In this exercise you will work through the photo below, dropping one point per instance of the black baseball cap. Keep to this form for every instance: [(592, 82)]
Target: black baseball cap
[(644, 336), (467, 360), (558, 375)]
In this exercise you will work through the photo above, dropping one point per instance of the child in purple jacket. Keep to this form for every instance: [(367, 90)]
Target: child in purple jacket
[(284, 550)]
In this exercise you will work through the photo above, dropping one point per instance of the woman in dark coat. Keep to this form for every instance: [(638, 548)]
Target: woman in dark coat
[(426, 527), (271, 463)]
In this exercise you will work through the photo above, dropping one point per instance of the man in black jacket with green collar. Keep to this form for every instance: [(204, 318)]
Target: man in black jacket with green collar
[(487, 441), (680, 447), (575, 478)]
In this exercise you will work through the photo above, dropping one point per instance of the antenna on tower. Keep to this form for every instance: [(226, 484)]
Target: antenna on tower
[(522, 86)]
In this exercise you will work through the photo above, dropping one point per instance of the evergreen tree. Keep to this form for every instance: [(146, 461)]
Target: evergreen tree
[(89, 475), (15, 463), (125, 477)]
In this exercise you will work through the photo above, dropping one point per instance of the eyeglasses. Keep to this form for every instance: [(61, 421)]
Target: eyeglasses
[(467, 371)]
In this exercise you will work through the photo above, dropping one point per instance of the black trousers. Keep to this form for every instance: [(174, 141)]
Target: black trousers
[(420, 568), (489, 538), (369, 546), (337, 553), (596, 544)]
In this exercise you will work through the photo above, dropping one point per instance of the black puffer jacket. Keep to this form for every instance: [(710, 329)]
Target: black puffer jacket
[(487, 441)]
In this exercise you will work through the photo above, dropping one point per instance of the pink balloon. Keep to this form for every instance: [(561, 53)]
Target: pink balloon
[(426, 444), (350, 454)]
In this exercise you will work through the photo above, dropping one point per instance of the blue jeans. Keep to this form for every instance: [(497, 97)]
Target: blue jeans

# WHAT YOU WILL DO
Output every line of the records above as a numbered list, leaving out any blank lines.

# ANSWER TO THIS EXERCISE
1. In this exercise you will work through the photo below, dropping one point per instance of the black baseball cap. Keep to this form for every instance: [(592, 82)]
2. Target: black baseball cap
3. [(644, 336), (467, 360), (558, 375)]
4. In this exercise you will work through the photo above, dropping one point per instance of the child in purple jacket. Keep to this form for every instance: [(367, 90)]
5. Target: child in purple jacket
6. [(284, 550)]
7. In this exercise you will work through the photo above, dropping one point per instance of the woman in dark coat. Keep to this form for every instance: [(638, 548)]
8. Target: woman in dark coat
9. [(426, 527), (271, 463)]
10. In this exercise you will work through the photo above, dropping one point per instance of the man in black jacket with green collar. Keep to this form for every instance: [(204, 318)]
11. Target: man in black jacket with green collar
12. [(487, 441), (680, 447), (575, 478)]
13. In this exercise you will work through the photo above, dropping one point per instance of the antenna on tower. Keep to this form for every instance: [(226, 484)]
14. Target: antenna on tower
15. [(522, 86)]
16. In this exercise you will work through the photo above, dropping one point per instance of the evergreen tree. Keep to this form for every instance: [(146, 461)]
17. Target: evergreen tree
18. [(89, 475), (15, 463), (125, 477)]
19. In this exercise you will work through the photo above, dropping one point per instance of the eyeglasses. Keep to this form for every instance: [(61, 421)]
20. Target: eyeglasses
21. [(467, 371)]
22. In this exercise you will work through the photo above, dropping one point per instance of the black trousers. Keep to this form for every instance: [(174, 141)]
23. Target: black trousers
24. [(420, 568), (489, 538), (369, 546), (337, 553), (596, 544)]
25. In this exercise you will work through the photo above, dropping one point per instance of the black puffer jacket. Keep to this form for every instance: [(710, 329)]
26. Target: black puffer jacket
27. [(487, 441)]
28. In this exercise you will work through the photo above, dropping one point per instance of the pink balloon. Keep to this form for every instance: [(561, 53)]
29. Target: pink balloon
30. [(426, 444), (350, 454)]
31. In this exercise you will work through the photo above, dropping one point per instance of the blue jeans. Keep to this form for every instance: [(497, 97)]
32. Target: blue jeans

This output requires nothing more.